* WHAT IS REQUIRED *
Pull out every line in the items below that contains the string "paper", and treat uppercase and lowercase letters as different.

* INPUT MATERIAL *

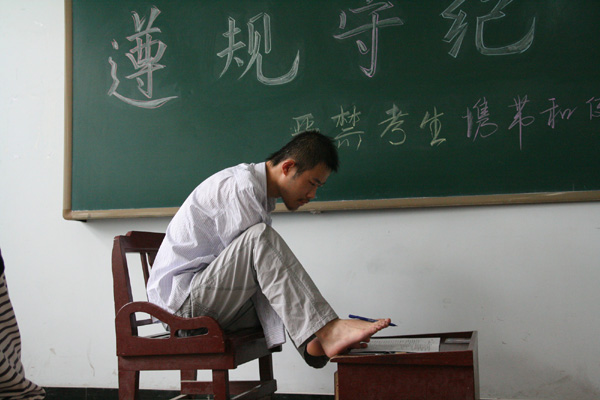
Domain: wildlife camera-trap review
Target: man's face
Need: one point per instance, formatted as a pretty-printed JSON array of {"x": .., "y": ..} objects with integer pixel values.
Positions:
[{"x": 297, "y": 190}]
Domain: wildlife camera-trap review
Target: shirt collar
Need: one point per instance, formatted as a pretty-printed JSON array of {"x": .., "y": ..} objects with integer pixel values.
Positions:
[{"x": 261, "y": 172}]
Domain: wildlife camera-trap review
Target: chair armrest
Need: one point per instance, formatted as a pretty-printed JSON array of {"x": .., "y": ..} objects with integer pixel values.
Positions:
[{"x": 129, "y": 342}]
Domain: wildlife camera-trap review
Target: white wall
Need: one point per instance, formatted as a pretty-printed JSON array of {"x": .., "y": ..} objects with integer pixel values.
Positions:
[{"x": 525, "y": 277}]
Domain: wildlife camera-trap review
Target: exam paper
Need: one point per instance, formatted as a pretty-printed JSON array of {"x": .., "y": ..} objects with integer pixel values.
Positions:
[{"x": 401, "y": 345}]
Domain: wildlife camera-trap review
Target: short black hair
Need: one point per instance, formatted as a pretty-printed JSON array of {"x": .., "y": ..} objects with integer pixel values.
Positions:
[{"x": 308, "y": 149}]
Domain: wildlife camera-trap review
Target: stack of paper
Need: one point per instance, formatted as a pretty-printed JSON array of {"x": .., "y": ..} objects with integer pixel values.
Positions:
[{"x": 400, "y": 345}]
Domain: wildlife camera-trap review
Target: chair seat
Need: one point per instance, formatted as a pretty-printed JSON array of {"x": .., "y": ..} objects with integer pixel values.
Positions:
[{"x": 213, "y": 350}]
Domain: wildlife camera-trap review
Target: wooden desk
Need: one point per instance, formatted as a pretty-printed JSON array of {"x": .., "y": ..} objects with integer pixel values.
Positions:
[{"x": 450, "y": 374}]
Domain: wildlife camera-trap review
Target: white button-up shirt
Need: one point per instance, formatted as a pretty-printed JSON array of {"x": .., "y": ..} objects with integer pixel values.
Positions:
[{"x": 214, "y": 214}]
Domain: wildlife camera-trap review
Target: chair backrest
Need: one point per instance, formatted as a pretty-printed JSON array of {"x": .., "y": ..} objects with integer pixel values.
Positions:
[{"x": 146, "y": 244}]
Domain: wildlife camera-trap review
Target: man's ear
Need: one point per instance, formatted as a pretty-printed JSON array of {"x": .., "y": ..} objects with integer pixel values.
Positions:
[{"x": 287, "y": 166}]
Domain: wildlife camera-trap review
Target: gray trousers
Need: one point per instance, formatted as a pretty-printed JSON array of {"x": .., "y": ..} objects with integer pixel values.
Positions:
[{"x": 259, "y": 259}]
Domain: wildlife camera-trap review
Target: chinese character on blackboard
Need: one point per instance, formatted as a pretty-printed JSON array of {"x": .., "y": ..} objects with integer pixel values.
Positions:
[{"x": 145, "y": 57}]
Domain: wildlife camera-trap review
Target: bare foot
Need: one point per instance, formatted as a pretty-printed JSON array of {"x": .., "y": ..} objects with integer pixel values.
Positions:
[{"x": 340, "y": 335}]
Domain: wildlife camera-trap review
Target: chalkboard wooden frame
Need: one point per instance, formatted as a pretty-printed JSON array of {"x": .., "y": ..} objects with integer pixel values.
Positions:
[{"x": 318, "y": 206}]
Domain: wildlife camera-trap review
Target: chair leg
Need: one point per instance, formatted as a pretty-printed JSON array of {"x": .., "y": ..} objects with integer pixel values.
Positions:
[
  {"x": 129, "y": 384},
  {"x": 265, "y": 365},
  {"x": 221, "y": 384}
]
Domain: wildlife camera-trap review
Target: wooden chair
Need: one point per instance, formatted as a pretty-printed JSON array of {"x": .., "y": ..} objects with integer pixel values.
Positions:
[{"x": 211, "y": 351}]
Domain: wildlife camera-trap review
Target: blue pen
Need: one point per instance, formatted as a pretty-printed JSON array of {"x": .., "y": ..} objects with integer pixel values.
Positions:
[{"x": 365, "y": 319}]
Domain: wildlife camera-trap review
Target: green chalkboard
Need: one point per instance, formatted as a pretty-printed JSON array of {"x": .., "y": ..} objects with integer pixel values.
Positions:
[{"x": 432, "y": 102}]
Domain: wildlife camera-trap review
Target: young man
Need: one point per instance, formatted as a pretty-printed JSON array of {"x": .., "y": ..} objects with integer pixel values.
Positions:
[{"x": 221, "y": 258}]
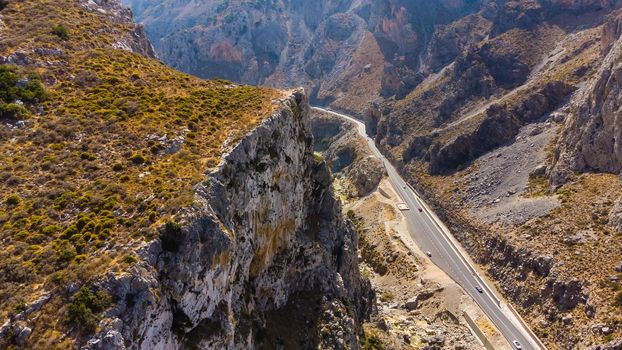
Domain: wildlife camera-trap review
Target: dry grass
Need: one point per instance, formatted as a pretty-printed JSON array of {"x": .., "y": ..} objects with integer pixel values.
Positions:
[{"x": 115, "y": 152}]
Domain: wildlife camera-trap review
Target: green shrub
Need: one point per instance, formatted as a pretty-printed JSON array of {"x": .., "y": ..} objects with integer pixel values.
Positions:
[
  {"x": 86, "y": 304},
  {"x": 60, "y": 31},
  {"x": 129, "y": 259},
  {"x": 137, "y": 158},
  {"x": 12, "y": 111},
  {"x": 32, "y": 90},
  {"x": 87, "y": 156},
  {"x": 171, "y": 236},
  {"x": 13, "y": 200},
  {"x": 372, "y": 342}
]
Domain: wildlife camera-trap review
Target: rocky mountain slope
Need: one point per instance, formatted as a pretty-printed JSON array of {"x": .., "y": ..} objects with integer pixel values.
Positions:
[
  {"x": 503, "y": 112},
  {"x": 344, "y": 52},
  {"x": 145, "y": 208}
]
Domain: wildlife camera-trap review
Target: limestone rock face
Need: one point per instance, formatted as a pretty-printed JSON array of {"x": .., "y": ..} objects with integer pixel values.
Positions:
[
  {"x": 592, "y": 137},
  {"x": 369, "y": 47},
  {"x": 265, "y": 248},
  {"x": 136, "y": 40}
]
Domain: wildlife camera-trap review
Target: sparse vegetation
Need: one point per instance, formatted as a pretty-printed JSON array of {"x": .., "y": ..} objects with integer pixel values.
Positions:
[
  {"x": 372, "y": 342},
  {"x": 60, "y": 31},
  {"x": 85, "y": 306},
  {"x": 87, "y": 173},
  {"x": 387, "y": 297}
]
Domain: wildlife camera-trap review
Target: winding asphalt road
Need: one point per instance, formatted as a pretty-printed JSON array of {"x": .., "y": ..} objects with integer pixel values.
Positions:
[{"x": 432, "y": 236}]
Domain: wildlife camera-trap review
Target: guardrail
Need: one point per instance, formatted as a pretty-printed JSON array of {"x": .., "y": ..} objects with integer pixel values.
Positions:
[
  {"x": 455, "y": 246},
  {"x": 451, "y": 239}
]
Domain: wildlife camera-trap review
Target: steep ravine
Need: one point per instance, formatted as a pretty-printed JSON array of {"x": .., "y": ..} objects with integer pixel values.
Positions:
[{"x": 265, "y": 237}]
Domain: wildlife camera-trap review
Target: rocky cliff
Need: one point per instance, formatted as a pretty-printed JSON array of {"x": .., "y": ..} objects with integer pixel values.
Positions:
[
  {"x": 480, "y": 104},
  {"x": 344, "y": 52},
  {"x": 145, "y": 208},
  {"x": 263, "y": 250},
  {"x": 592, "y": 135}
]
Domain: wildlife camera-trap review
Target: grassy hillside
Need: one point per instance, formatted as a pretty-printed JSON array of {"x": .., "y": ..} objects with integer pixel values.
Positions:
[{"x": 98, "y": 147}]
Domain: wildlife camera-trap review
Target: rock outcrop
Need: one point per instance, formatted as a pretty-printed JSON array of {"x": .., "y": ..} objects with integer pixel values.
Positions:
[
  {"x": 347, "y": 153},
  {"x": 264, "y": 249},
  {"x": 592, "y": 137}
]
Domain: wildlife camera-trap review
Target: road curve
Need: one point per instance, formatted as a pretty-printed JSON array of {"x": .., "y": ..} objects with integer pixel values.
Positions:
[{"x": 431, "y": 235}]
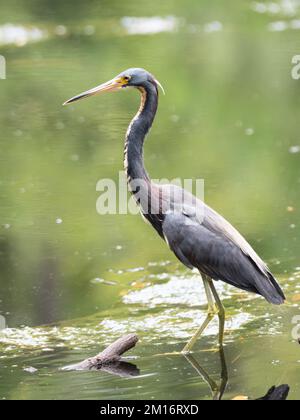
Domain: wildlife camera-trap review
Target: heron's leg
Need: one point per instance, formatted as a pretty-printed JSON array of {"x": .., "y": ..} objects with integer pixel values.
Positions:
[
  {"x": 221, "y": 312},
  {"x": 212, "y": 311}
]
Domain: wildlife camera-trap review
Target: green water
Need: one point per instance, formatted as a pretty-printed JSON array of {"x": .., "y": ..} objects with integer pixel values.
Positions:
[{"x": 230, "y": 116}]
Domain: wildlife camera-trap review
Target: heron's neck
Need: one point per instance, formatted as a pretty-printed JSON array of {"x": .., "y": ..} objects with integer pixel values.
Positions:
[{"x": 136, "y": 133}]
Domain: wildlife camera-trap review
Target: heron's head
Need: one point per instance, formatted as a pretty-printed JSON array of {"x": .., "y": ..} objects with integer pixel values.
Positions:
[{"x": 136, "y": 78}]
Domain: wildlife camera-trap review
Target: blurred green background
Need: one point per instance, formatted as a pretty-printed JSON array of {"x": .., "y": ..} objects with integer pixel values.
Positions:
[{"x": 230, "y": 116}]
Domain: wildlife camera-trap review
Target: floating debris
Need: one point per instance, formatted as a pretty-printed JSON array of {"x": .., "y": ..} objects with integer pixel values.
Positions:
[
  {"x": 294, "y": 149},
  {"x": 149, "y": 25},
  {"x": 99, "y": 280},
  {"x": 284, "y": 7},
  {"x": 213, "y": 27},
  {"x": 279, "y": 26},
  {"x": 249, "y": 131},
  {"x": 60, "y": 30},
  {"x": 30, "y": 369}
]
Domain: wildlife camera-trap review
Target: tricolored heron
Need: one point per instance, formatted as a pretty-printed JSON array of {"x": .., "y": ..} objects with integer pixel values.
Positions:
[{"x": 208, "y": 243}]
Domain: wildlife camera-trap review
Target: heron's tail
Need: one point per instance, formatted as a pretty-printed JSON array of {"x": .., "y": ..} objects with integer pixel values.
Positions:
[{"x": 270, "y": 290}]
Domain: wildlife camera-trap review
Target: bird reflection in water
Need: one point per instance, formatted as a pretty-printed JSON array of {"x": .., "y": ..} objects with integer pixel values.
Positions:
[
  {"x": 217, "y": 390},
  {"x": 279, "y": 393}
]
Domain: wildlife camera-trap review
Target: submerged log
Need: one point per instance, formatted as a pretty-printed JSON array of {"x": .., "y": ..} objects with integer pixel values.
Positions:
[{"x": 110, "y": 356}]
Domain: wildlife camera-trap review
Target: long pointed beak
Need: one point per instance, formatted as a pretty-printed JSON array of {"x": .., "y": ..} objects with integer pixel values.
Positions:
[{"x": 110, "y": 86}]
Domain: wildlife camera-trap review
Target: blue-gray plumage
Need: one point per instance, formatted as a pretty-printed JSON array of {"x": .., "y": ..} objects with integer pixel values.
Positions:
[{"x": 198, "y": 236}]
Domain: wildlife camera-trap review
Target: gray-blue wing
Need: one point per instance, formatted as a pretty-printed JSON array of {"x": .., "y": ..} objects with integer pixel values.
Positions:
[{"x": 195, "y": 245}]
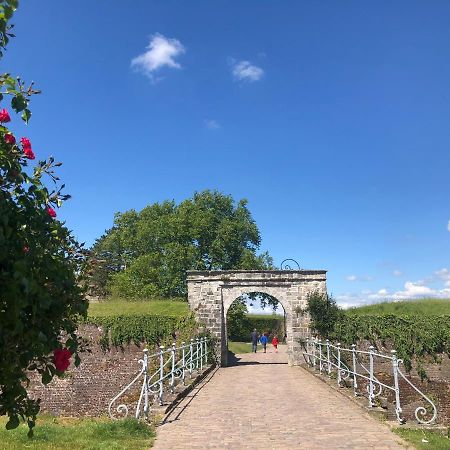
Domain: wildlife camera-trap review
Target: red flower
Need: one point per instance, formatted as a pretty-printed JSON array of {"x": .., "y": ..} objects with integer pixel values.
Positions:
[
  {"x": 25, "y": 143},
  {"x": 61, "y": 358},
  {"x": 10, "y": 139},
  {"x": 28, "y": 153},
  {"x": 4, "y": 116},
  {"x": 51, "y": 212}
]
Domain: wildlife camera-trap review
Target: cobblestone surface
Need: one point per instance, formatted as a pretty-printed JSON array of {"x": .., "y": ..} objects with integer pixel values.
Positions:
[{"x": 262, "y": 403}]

* OUTPUT FOR THIS EXERCISE *
Target: exam paper
Target: stack of paper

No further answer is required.